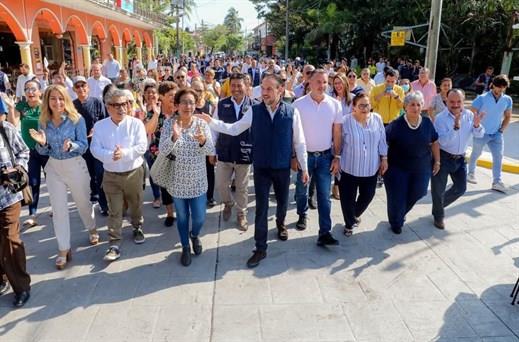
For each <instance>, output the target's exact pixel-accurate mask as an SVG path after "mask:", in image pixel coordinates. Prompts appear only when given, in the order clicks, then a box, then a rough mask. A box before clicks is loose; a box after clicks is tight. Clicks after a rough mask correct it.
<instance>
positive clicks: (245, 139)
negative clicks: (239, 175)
mask: <svg viewBox="0 0 519 342" xmlns="http://www.w3.org/2000/svg"><path fill="white" fill-rule="evenodd" d="M252 104H253V102H252V101H251V99H250V98H248V97H245V98H244V99H243V103H242V105H241V110H240V113H239V115H238V119H236V112H235V111H234V103H233V102H232V101H231V97H227V98H225V99H223V100H221V101H220V102H218V119H220V120H222V121H223V122H225V123H234V122H236V121H238V120H239V119H241V118H242V117H243V114H244V113H245V112H246V111H247V109H248V108H250V106H252ZM216 154H217V155H218V160H219V161H222V162H226V163H236V164H251V163H252V140H251V134H250V130H249V129H248V130H246V131H245V132H243V133H241V134H240V135H238V136H236V137H233V136H231V135H228V134H221V133H220V134H218V139H217V140H216Z"/></svg>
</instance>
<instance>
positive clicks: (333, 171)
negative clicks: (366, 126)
mask: <svg viewBox="0 0 519 342" xmlns="http://www.w3.org/2000/svg"><path fill="white" fill-rule="evenodd" d="M309 85H310V93H309V94H308V95H305V96H303V97H301V98H299V99H297V100H296V101H295V102H294V107H295V108H296V109H297V110H298V111H299V113H300V115H301V123H302V125H303V131H304V135H305V140H306V150H307V153H308V174H309V176H310V178H311V179H312V178H314V179H315V184H316V189H317V211H318V213H319V239H318V240H317V244H318V245H319V246H327V245H328V246H334V245H338V244H339V242H338V241H337V240H335V239H334V238H333V236H332V235H331V233H330V232H331V228H332V220H331V201H330V184H331V181H332V174H335V173H337V172H338V171H339V169H340V163H339V161H340V154H341V145H342V144H341V133H342V119H343V118H342V108H341V103H340V102H339V101H337V100H335V99H334V98H332V97H331V96H329V95H327V94H326V89H327V87H328V73H327V72H326V70H323V69H316V70H314V71H313V72H312V73H311V75H310V77H309ZM296 163H297V160H295V159H293V164H292V165H293V169H295V167H296V166H295V165H296ZM297 168H298V169H300V165H298V166H297ZM301 174H302V173H301V171H299V172H298V175H297V182H296V202H297V214H298V215H299V220H298V221H297V224H296V228H297V229H298V230H304V229H306V212H307V211H308V186H307V184H305V183H303V182H302V180H301Z"/></svg>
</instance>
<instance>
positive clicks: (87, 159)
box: [83, 148, 108, 211]
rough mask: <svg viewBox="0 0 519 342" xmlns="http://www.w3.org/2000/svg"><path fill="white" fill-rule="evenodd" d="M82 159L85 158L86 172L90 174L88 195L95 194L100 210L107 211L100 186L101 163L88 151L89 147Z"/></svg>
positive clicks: (102, 178) (101, 187)
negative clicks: (89, 183) (89, 181)
mask: <svg viewBox="0 0 519 342" xmlns="http://www.w3.org/2000/svg"><path fill="white" fill-rule="evenodd" d="M83 159H85V162H86V164H87V169H88V174H89V175H90V197H92V196H94V197H96V196H97V197H98V201H99V206H100V207H101V210H102V211H108V204H107V202H106V195H105V193H104V191H103V188H102V184H103V174H104V171H105V170H104V168H103V163H102V162H101V161H100V160H98V159H96V158H95V157H94V156H93V155H92V153H90V148H89V149H88V150H87V151H86V152H85V154H83Z"/></svg>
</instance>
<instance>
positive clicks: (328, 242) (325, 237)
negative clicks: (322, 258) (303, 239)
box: [317, 233, 339, 247]
mask: <svg viewBox="0 0 519 342" xmlns="http://www.w3.org/2000/svg"><path fill="white" fill-rule="evenodd" d="M338 245H339V241H337V240H336V239H334V238H333V236H332V234H330V233H326V234H323V235H321V236H319V239H317V246H320V247H324V246H338Z"/></svg>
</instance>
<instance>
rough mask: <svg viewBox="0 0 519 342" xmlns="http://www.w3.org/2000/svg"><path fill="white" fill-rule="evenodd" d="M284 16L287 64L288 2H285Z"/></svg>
mask: <svg viewBox="0 0 519 342" xmlns="http://www.w3.org/2000/svg"><path fill="white" fill-rule="evenodd" d="M286 7H287V8H286V12H287V13H286V15H285V37H286V38H285V39H286V42H285V63H288V0H287V6H286Z"/></svg>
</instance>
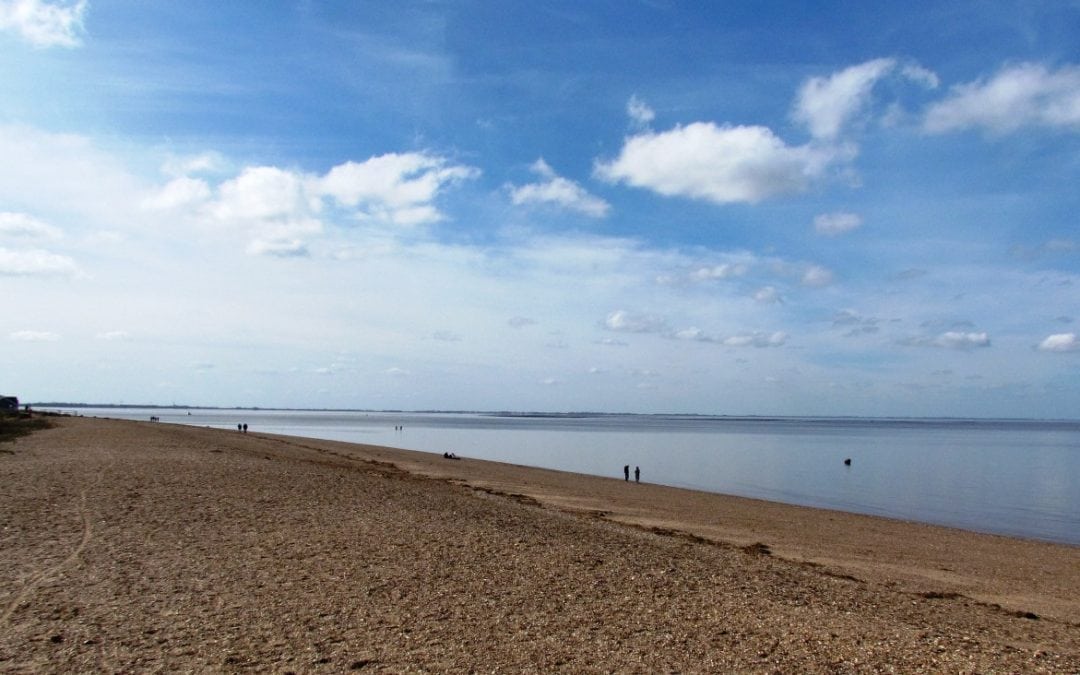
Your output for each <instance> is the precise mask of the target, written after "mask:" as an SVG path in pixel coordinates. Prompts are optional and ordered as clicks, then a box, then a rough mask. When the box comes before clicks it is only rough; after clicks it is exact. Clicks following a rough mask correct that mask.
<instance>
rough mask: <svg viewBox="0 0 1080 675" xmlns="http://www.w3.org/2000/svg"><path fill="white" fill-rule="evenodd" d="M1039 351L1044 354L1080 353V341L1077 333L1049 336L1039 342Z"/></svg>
mask: <svg viewBox="0 0 1080 675" xmlns="http://www.w3.org/2000/svg"><path fill="white" fill-rule="evenodd" d="M1039 351H1044V352H1075V351H1080V340H1078V339H1077V334H1076V333H1058V334H1056V335H1051V336H1048V337H1047V339H1044V340H1043V341H1041V342H1039Z"/></svg>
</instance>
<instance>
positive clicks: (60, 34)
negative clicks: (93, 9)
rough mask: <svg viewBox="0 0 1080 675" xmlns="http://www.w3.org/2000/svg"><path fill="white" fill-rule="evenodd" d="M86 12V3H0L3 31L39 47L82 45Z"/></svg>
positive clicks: (71, 45) (28, 2)
mask: <svg viewBox="0 0 1080 675" xmlns="http://www.w3.org/2000/svg"><path fill="white" fill-rule="evenodd" d="M85 13H86V0H79V1H78V2H75V3H70V2H67V3H65V2H44V1H42V0H0V31H8V32H13V33H15V35H18V36H19V37H22V38H23V39H24V40H26V41H27V42H29V43H30V44H32V45H33V46H37V48H48V46H66V48H73V46H79V45H80V44H81V43H82V42H81V40H80V39H79V36H80V33H81V32H82V30H83V24H82V22H83V16H84V15H85Z"/></svg>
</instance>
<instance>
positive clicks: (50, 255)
mask: <svg viewBox="0 0 1080 675" xmlns="http://www.w3.org/2000/svg"><path fill="white" fill-rule="evenodd" d="M78 272H79V268H78V267H77V266H76V264H75V260H72V259H71V258H69V257H68V256H65V255H59V254H55V253H49V252H48V251H41V249H37V248H33V249H26V251H11V249H9V248H3V247H0V275H9V276H54V275H58V276H70V275H73V274H77V273H78Z"/></svg>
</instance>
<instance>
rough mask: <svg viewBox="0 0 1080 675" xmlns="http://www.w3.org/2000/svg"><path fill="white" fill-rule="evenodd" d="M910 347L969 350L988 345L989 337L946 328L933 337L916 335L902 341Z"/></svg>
mask: <svg viewBox="0 0 1080 675" xmlns="http://www.w3.org/2000/svg"><path fill="white" fill-rule="evenodd" d="M904 343H905V345H908V346H910V347H937V348H942V349H955V350H960V351H969V350H972V349H980V348H984V347H989V346H990V337H989V335H987V334H986V333H964V332H962V330H948V332H946V333H942V334H941V335H939V336H935V337H917V338H910V339H907V340H905V341H904Z"/></svg>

========================================

[EXERCISE DIRECTIONS]:
Rewrite all of the rows above, replacing "negative clicks" with "background clicks" and leaving everything else unchanged. Omit the pictures.

[ANSWER FOR THIS EXERCISE]:
For each <instance>, output the target's exact pixel-accurate mask as an SVG path after "mask:", in image pixel coordinates. Prompts appear only when given, in the order clicks, then a box, then a rough mask. A box before clicks is loose; a box after clicks is tight. Clicks after a rough mask correct it.
<instance>
positive clicks: (245, 139)
background clicks: (239, 175)
mask: <svg viewBox="0 0 519 342" xmlns="http://www.w3.org/2000/svg"><path fill="white" fill-rule="evenodd" d="M252 104H253V102H252V101H251V99H250V98H248V97H245V98H244V99H243V103H242V105H241V110H240V113H239V115H238V119H236V112H235V111H234V103H233V102H232V101H231V97H227V98H225V99H223V100H221V101H220V102H218V119H220V120H222V121H223V122H225V123H234V122H236V121H238V120H239V119H241V118H242V117H243V114H244V113H245V112H246V111H247V109H248V108H250V106H252ZM216 154H217V155H218V160H219V161H222V162H226V163H236V164H251V163H252V140H251V134H250V130H249V129H248V130H246V131H245V132H243V133H241V134H240V135H238V136H236V137H233V136H231V135H228V134H221V133H220V134H218V139H217V140H216Z"/></svg>
</instance>
<instance>
positive clicks: (333, 171)
background clicks: (366, 126)
mask: <svg viewBox="0 0 519 342" xmlns="http://www.w3.org/2000/svg"><path fill="white" fill-rule="evenodd" d="M309 85H310V93H309V94H308V95H305V96H303V97H301V98H299V99H297V100H296V101H295V102H294V107H295V108H296V109H297V110H298V111H299V113H300V115H301V123H302V125H303V131H304V135H305V140H306V150H307V153H308V174H309V176H310V178H311V179H312V178H314V179H315V184H316V189H317V211H318V213H319V239H318V240H317V244H318V245H319V246H327V245H328V246H334V245H338V244H339V242H338V241H337V240H335V239H334V238H333V236H332V235H331V233H330V232H331V228H332V220H331V201H330V184H331V181H332V174H335V173H337V172H338V171H339V169H340V163H339V161H340V154H341V145H342V144H341V133H342V119H343V118H342V108H341V103H340V102H339V101H337V100H335V99H334V98H332V97H331V96H329V95H327V94H326V89H327V87H328V73H327V72H326V70H323V69H316V70H314V71H313V72H312V73H311V75H310V77H309ZM296 163H297V160H295V159H293V164H292V165H293V169H295V167H296V166H295V165H296ZM297 168H298V169H300V165H298V166H297ZM301 174H302V173H301V171H299V172H298V175H297V182H296V202H297V214H298V215H299V220H298V221H297V224H296V228H297V229H298V230H304V229H306V212H307V211H308V186H307V184H305V183H303V182H302V180H301Z"/></svg>
</instance>
<instance>
positive clicks: (87, 159)
box: [83, 148, 108, 211]
rough mask: <svg viewBox="0 0 519 342" xmlns="http://www.w3.org/2000/svg"><path fill="white" fill-rule="evenodd" d="M82 159L85 158L86 172L90 174L88 195L95 194L100 210L107 211L100 186L101 163L88 151L89 147Z"/></svg>
positive clicks: (102, 178) (101, 187)
background clicks: (89, 183) (89, 181)
mask: <svg viewBox="0 0 519 342" xmlns="http://www.w3.org/2000/svg"><path fill="white" fill-rule="evenodd" d="M83 159H85V162H86V164H87V169H88V174H89V175H90V197H92V196H94V197H96V196H97V197H98V201H99V206H100V207H101V210H102V211H108V204H107V202H106V195H105V193H104V191H103V188H102V184H103V174H104V171H105V170H104V168H103V163H102V162H101V161H100V160H98V159H96V158H95V157H94V156H93V155H92V153H90V148H89V149H88V150H87V151H86V152H85V154H83Z"/></svg>
</instance>
<instance>
positive clicks: (328, 242) (325, 237)
background clicks: (322, 258) (303, 239)
box: [317, 233, 339, 247]
mask: <svg viewBox="0 0 519 342" xmlns="http://www.w3.org/2000/svg"><path fill="white" fill-rule="evenodd" d="M338 245H339V241H337V240H336V239H334V238H333V236H332V234H330V233H326V234H323V235H321V236H319V239H317V246H320V247H324V246H338Z"/></svg>
</instance>
<instance>
rough mask: <svg viewBox="0 0 519 342" xmlns="http://www.w3.org/2000/svg"><path fill="white" fill-rule="evenodd" d="M284 16L287 64L288 2H285Z"/></svg>
mask: <svg viewBox="0 0 519 342" xmlns="http://www.w3.org/2000/svg"><path fill="white" fill-rule="evenodd" d="M286 7H287V8H286V12H287V13H286V15H285V37H286V38H285V39H286V42H285V63H288V0H287V6H286Z"/></svg>
</instance>
Your output for each <instance> is the precise mask of the target, written after "mask:" as an SVG path in pixel coordinates. Prompts are optional and ordered as clicks, then a box, then a rough mask. When the box comes before clicks it is only rough; after clicks it is exact. Clicks following a rough mask correct that mask.
<instance>
rough mask: <svg viewBox="0 0 1080 675" xmlns="http://www.w3.org/2000/svg"><path fill="white" fill-rule="evenodd" d="M1039 351L1044 354L1080 353V341L1077 333L1049 336L1039 342Z"/></svg>
mask: <svg viewBox="0 0 1080 675" xmlns="http://www.w3.org/2000/svg"><path fill="white" fill-rule="evenodd" d="M1039 351H1044V352H1075V351H1080V340H1078V339H1077V334H1076V333H1058V334H1056V335H1051V336H1048V337H1047V339H1044V340H1043V341H1041V342H1039Z"/></svg>
</instance>
<instance>
positive clicks: (60, 34)
background clicks: (93, 9)
rough mask: <svg viewBox="0 0 1080 675" xmlns="http://www.w3.org/2000/svg"><path fill="white" fill-rule="evenodd" d="M86 12V3H0L3 31L39 47L82 45Z"/></svg>
positive clicks: (71, 45) (28, 2)
mask: <svg viewBox="0 0 1080 675" xmlns="http://www.w3.org/2000/svg"><path fill="white" fill-rule="evenodd" d="M85 13H86V0H79V1H78V2H75V3H70V2H67V3H65V2H44V1H42V0H0V31H8V32H13V33H15V35H18V36H19V37H22V38H23V39H24V40H26V41H27V42H29V43H30V44H32V45H33V46H37V48H48V46H66V48H73V46H79V45H80V44H81V43H82V42H81V40H80V39H79V36H80V33H81V32H82V30H83V24H82V22H83V16H84V15H85Z"/></svg>
</instance>
<instance>
positive clicks: (50, 255)
mask: <svg viewBox="0 0 1080 675" xmlns="http://www.w3.org/2000/svg"><path fill="white" fill-rule="evenodd" d="M78 272H79V268H78V267H77V266H76V264H75V260H72V259H71V258H69V257H68V256H65V255H59V254H55V253H49V252H48V251H41V249H37V248H33V249H26V251H11V249H9V248H3V247H0V275H9V276H54V275H58V276H70V275H73V274H77V273H78Z"/></svg>
</instance>
<instance>
rough mask: <svg viewBox="0 0 1080 675" xmlns="http://www.w3.org/2000/svg"><path fill="white" fill-rule="evenodd" d="M910 347L969 350L988 345L989 337L946 328L933 337L916 335L902 341Z"/></svg>
mask: <svg viewBox="0 0 1080 675" xmlns="http://www.w3.org/2000/svg"><path fill="white" fill-rule="evenodd" d="M904 343H905V345H908V346H910V347H937V348H942V349H955V350H960V351H969V350H972V349H980V348H984V347H989V346H990V337H989V335H987V334H986V333H964V332H962V330H948V332H946V333H942V334H941V335H939V336H935V337H917V338H910V339H907V340H905V341H904Z"/></svg>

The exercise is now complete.